The New Twist on Inequality
 
The New Twist on Inequality
06.19.14
Reading Time: 3 minutes

Written by Janice Shaw Crouse

More Millennial mothers are single than married

In pre-modern times, the disparity in men’s and women’s higher education opportunities was often defended by the view that women’s education would be wasted because they’d end up “just being mothers.” Of course, we now recognize that a mother’s education plays a vital role in the education of her children and, thus, in the welfare of the community and society as a whole.

Today, when women comprise 57 percent of all undergraduates (as compared to only 42 percent in 1970), there is a new twist on inequality, and it shows up prominently among Millennial women. More Millennial mothers (ages 26-31) are single than married. Only a third of all mothers in their late twenties and early thirties are married, and the determining factor has been known by scholars and researchers for quite a while. Now the difference between single motherhood and married moms is becoming more widely recognized: the less education a young woman has, the higher the likelihood that she will have a child outside of marriage, which is pretty much a one-way ticket to poverty (the poverty rate of children under five years of age living in female-headed households is 57 percent). The other side of this equation is that those moms who are educated have a much higher probability of being married before having a child.

By now, everyone should know the realities that single parenthood is disastrous financially for young women and has predictable, well-known risks for children of single mothers. Yet public discourse continues to focus on “inequality” as the nebulous concept “polarizing” the nation and can only be reversed by expanding government programs and increasing entitlements. Hardly anyone escapes the abundant evidence of the failures of single parenting all around us —— from unruly and unprepared children in the school classrooms to belligerent fatherless boys terrorizing neighborhoods to abused and neglected children in emergency rooms to harried moms and wild kids at the local Walmart. Single mothers are the first ones to say that they can’t do the 24/7 job of parenting all alone, and while many are heroic, even more have given up and “go with the flow.”

INFORMATION PROVIDED:
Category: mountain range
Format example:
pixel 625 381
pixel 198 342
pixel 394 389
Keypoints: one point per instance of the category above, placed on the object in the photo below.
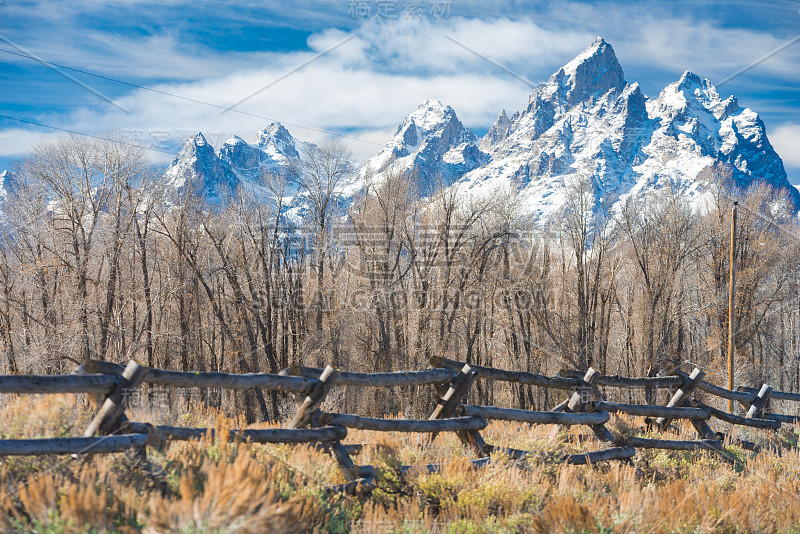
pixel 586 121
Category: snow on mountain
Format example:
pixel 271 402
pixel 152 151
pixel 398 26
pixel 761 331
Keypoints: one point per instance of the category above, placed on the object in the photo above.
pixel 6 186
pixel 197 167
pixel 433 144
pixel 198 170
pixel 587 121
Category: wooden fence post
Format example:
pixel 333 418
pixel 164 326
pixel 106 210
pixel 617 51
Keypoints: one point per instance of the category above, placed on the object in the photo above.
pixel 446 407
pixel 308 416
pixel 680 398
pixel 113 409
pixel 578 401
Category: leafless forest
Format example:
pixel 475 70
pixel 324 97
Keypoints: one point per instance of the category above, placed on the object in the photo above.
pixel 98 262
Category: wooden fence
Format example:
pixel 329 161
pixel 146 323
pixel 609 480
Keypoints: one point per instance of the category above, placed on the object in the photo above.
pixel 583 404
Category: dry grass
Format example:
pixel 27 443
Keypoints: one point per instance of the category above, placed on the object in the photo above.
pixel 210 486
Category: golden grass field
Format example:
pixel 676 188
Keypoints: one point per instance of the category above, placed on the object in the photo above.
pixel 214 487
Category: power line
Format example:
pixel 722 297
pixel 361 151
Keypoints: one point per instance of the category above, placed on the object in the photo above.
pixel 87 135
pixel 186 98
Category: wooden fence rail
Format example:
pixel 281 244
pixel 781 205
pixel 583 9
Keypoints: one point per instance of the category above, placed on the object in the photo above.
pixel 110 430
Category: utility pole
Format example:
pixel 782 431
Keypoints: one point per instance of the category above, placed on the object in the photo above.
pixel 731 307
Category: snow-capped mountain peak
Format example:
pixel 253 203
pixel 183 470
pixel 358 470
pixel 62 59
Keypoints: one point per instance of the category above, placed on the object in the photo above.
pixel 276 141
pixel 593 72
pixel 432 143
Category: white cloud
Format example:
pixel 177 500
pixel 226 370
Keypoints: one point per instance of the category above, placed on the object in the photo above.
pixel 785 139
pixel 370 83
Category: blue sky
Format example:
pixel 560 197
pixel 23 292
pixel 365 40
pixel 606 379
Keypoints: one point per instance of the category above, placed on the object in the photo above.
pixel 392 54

* * *

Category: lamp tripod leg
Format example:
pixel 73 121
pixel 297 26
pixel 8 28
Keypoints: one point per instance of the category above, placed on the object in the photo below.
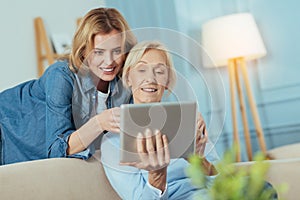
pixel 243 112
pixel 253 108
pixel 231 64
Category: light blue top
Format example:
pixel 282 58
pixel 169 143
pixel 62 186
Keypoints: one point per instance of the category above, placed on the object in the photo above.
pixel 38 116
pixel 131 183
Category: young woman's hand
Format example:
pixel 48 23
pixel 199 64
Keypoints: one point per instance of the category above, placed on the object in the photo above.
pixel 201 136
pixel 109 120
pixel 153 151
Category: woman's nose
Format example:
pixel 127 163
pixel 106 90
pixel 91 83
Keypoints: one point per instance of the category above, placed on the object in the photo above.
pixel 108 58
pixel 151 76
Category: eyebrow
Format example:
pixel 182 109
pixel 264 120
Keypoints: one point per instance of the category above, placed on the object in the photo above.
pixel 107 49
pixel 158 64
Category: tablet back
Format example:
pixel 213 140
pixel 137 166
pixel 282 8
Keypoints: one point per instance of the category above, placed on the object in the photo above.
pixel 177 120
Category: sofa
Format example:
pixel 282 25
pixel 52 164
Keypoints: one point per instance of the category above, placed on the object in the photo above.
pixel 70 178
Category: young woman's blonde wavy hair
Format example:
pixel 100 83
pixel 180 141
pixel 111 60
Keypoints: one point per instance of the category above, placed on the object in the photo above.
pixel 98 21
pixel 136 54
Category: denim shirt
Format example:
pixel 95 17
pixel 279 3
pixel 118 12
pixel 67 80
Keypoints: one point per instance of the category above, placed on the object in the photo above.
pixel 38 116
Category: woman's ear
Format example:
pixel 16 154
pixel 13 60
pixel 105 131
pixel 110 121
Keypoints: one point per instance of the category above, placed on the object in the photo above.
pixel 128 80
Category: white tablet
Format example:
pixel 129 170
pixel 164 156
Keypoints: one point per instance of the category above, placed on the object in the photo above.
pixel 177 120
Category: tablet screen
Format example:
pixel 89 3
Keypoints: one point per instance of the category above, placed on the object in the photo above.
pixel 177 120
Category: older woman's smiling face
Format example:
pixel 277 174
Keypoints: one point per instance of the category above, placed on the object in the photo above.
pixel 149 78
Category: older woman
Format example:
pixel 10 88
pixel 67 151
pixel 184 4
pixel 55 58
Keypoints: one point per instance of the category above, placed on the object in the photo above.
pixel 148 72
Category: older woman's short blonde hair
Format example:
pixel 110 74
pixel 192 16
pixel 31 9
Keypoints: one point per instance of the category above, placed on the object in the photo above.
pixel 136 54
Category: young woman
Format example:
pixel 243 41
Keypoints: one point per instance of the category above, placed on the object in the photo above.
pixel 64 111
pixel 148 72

PROBLEMS TO WORK ON:
1. Write down the stretch of the article on inequality from "Written by Janice" through "as a whole.", copying it word for word.
2. Extract the stretch of the entries from the line containing "Category: mountain range" through the line containing "pixel 98 262", both included, reproducing each line unchanged and leaving out the pictures.
The article and the entries have no connection to each other.

ANSWERS TO THE TASKS:
1.
Written by Janice Shaw Crouse

More Millennial mothers are single than married

In pre-modern times, the disparity in men’s and women’s higher education opportunities was often defended by the view that women’s education would be wasted because they’d end up “just being mothers.” Of course, we now recognize that a mother’s education plays a vital role in the education of her children and, thus, in the welfare of the community and society as a whole.

2.
Category: mountain range
Format example:
pixel 625 381
pixel 198 342
pixel 394 389
Keypoints: one point per instance of the category above, placed on the object in the photo below.
pixel 586 121
Category: snow on mountain
Format example:
pixel 271 402
pixel 152 151
pixel 398 26
pixel 761 331
Keypoints: one point per instance of the category above, placed on the object in the photo above.
pixel 6 186
pixel 197 167
pixel 433 144
pixel 198 170
pixel 587 121
Category: wooden fence post
Format example:
pixel 333 418
pixel 164 326
pixel 106 210
pixel 617 51
Keypoints: one point per instance of the category above, placed on the object in the photo above.
pixel 446 407
pixel 308 416
pixel 680 398
pixel 113 409
pixel 578 401
Category: leafless forest
Format example:
pixel 475 70
pixel 324 97
Keypoints: one point per instance of the category above, placed on the object in the photo above.
pixel 98 262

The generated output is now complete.